→ DATA PROVIDED
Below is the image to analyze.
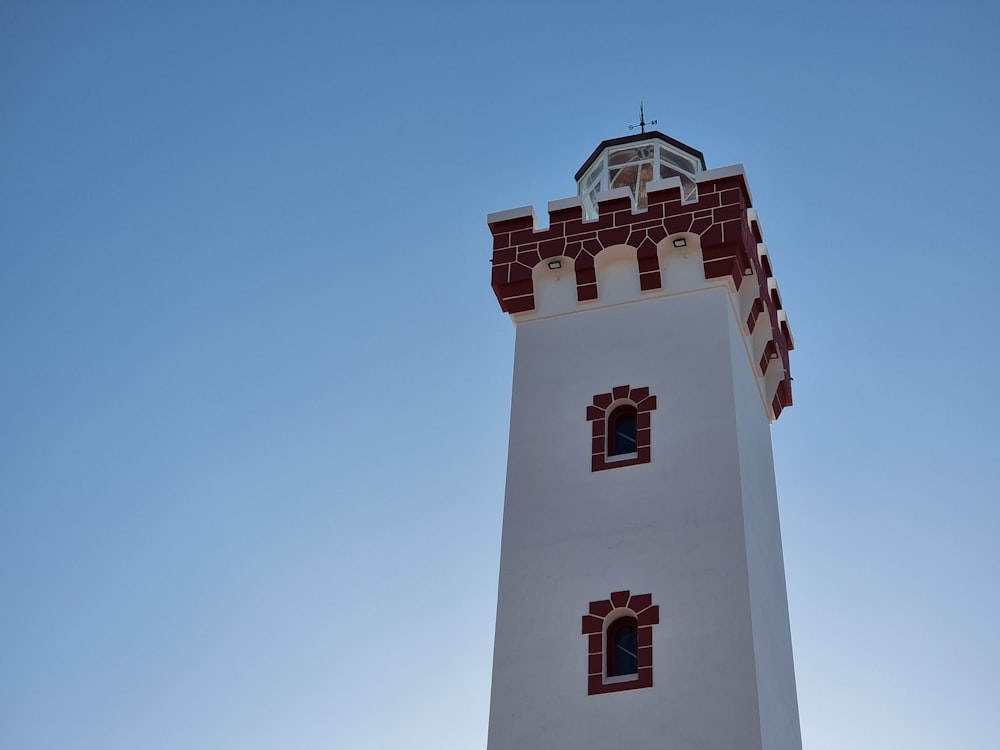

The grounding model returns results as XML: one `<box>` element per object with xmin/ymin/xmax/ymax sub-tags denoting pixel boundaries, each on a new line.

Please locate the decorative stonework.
<box><xmin>490</xmin><ymin>176</ymin><xmax>792</xmax><ymax>419</ymax></box>
<box><xmin>587</xmin><ymin>385</ymin><xmax>656</xmax><ymax>471</ymax></box>
<box><xmin>582</xmin><ymin>591</ymin><xmax>660</xmax><ymax>695</ymax></box>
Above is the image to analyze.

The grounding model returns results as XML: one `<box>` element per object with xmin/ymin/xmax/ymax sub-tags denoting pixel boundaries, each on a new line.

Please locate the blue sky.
<box><xmin>0</xmin><ymin>1</ymin><xmax>1000</xmax><ymax>750</ymax></box>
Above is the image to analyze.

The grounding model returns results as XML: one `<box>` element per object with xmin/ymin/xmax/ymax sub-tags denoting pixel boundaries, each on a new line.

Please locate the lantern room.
<box><xmin>576</xmin><ymin>131</ymin><xmax>705</xmax><ymax>219</ymax></box>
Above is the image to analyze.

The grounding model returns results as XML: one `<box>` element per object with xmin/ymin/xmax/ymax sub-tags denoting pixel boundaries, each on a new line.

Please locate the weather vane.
<box><xmin>628</xmin><ymin>102</ymin><xmax>656</xmax><ymax>133</ymax></box>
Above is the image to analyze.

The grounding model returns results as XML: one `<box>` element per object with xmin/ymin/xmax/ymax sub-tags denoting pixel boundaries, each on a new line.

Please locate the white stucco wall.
<box><xmin>489</xmin><ymin>249</ymin><xmax>799</xmax><ymax>750</ymax></box>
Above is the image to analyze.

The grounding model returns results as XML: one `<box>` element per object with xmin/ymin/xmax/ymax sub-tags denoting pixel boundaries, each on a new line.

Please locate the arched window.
<box><xmin>587</xmin><ymin>385</ymin><xmax>656</xmax><ymax>471</ymax></box>
<box><xmin>581</xmin><ymin>592</ymin><xmax>660</xmax><ymax>695</ymax></box>
<box><xmin>608</xmin><ymin>404</ymin><xmax>637</xmax><ymax>456</ymax></box>
<box><xmin>604</xmin><ymin>617</ymin><xmax>639</xmax><ymax>677</ymax></box>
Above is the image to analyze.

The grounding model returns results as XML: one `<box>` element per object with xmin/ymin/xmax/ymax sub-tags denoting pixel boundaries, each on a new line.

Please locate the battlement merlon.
<box><xmin>487</xmin><ymin>164</ymin><xmax>794</xmax><ymax>419</ymax></box>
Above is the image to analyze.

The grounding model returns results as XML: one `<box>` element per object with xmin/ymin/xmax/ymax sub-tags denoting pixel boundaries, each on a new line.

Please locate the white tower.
<box><xmin>488</xmin><ymin>132</ymin><xmax>801</xmax><ymax>750</ymax></box>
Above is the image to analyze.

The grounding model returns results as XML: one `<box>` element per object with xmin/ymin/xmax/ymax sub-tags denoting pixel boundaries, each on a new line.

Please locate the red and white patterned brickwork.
<box><xmin>489</xmin><ymin>175</ymin><xmax>792</xmax><ymax>419</ymax></box>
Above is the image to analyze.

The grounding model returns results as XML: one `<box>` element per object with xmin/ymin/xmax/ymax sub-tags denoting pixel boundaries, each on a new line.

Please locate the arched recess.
<box><xmin>594</xmin><ymin>245</ymin><xmax>642</xmax><ymax>305</ymax></box>
<box><xmin>531</xmin><ymin>255</ymin><xmax>578</xmax><ymax>316</ymax></box>
<box><xmin>656</xmin><ymin>232</ymin><xmax>705</xmax><ymax>294</ymax></box>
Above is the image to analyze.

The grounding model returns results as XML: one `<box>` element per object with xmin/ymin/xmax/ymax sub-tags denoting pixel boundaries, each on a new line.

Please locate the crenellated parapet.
<box><xmin>488</xmin><ymin>166</ymin><xmax>794</xmax><ymax>419</ymax></box>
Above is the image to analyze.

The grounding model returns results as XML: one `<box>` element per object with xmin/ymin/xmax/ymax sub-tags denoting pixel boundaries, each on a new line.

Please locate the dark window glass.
<box><xmin>607</xmin><ymin>617</ymin><xmax>639</xmax><ymax>677</ymax></box>
<box><xmin>608</xmin><ymin>406</ymin><xmax>636</xmax><ymax>456</ymax></box>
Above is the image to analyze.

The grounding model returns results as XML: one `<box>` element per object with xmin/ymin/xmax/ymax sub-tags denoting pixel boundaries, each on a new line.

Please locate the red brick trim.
<box><xmin>581</xmin><ymin>591</ymin><xmax>660</xmax><ymax>695</ymax></box>
<box><xmin>490</xmin><ymin>174</ymin><xmax>792</xmax><ymax>419</ymax></box>
<box><xmin>587</xmin><ymin>385</ymin><xmax>656</xmax><ymax>471</ymax></box>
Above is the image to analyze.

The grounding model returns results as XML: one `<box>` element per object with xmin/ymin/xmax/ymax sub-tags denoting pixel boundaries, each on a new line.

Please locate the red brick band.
<box><xmin>490</xmin><ymin>175</ymin><xmax>792</xmax><ymax>419</ymax></box>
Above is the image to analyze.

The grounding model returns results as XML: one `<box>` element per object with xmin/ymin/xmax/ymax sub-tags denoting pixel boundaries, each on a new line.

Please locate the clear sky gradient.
<box><xmin>0</xmin><ymin>0</ymin><xmax>1000</xmax><ymax>750</ymax></box>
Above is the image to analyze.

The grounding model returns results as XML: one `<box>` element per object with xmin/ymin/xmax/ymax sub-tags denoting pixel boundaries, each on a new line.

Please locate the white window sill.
<box><xmin>604</xmin><ymin>673</ymin><xmax>639</xmax><ymax>685</ymax></box>
<box><xmin>604</xmin><ymin>451</ymin><xmax>639</xmax><ymax>464</ymax></box>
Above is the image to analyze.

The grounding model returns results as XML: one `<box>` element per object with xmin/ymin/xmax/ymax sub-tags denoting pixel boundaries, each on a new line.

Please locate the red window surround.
<box><xmin>587</xmin><ymin>385</ymin><xmax>656</xmax><ymax>471</ymax></box>
<box><xmin>582</xmin><ymin>591</ymin><xmax>660</xmax><ymax>695</ymax></box>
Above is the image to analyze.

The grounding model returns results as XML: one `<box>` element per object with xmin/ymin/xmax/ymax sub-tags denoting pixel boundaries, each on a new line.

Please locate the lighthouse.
<box><xmin>488</xmin><ymin>131</ymin><xmax>801</xmax><ymax>750</ymax></box>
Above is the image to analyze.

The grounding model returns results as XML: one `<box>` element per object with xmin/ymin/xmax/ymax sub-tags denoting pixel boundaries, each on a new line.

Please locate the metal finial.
<box><xmin>628</xmin><ymin>102</ymin><xmax>656</xmax><ymax>133</ymax></box>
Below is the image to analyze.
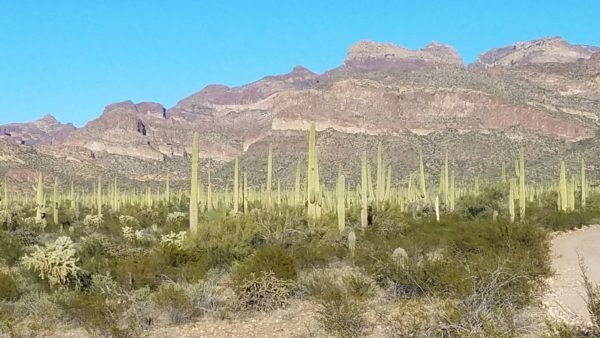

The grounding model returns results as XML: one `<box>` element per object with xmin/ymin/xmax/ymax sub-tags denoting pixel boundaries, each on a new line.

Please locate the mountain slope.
<box><xmin>0</xmin><ymin>38</ymin><xmax>600</xmax><ymax>186</ymax></box>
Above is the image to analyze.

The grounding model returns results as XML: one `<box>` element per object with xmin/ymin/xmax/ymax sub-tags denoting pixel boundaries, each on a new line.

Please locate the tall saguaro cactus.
<box><xmin>375</xmin><ymin>142</ymin><xmax>385</xmax><ymax>206</ymax></box>
<box><xmin>52</xmin><ymin>178</ymin><xmax>58</xmax><ymax>225</ymax></box>
<box><xmin>581</xmin><ymin>159</ymin><xmax>587</xmax><ymax>210</ymax></box>
<box><xmin>294</xmin><ymin>162</ymin><xmax>302</xmax><ymax>206</ymax></box>
<box><xmin>519</xmin><ymin>147</ymin><xmax>527</xmax><ymax>219</ymax></box>
<box><xmin>35</xmin><ymin>173</ymin><xmax>46</xmax><ymax>223</ymax></box>
<box><xmin>360</xmin><ymin>150</ymin><xmax>369</xmax><ymax>229</ymax></box>
<box><xmin>242</xmin><ymin>170</ymin><xmax>249</xmax><ymax>214</ymax></box>
<box><xmin>307</xmin><ymin>122</ymin><xmax>321</xmax><ymax>221</ymax></box>
<box><xmin>508</xmin><ymin>178</ymin><xmax>517</xmax><ymax>223</ymax></box>
<box><xmin>233</xmin><ymin>158</ymin><xmax>240</xmax><ymax>214</ymax></box>
<box><xmin>419</xmin><ymin>150</ymin><xmax>427</xmax><ymax>200</ymax></box>
<box><xmin>267</xmin><ymin>143</ymin><xmax>273</xmax><ymax>208</ymax></box>
<box><xmin>335</xmin><ymin>174</ymin><xmax>346</xmax><ymax>233</ymax></box>
<box><xmin>2</xmin><ymin>176</ymin><xmax>8</xmax><ymax>207</ymax></box>
<box><xmin>96</xmin><ymin>176</ymin><xmax>102</xmax><ymax>217</ymax></box>
<box><xmin>190</xmin><ymin>132</ymin><xmax>200</xmax><ymax>235</ymax></box>
<box><xmin>558</xmin><ymin>161</ymin><xmax>568</xmax><ymax>211</ymax></box>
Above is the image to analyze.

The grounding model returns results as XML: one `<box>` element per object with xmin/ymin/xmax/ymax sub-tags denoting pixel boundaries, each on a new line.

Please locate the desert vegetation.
<box><xmin>0</xmin><ymin>124</ymin><xmax>600</xmax><ymax>337</ymax></box>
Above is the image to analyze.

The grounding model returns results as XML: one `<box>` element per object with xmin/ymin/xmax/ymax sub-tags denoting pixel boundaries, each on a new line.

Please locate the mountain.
<box><xmin>0</xmin><ymin>115</ymin><xmax>75</xmax><ymax>144</ymax></box>
<box><xmin>471</xmin><ymin>37</ymin><xmax>600</xmax><ymax>68</ymax></box>
<box><xmin>0</xmin><ymin>38</ymin><xmax>600</xmax><ymax>187</ymax></box>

→ EXERCISE PROMPT
Copy out each line of the data above that contains the string "window".

→ CORRECT ANSWER
Please locate the arched window.
Please locate the dark window glass.
Please locate the white window sill.
Please locate the red window surround.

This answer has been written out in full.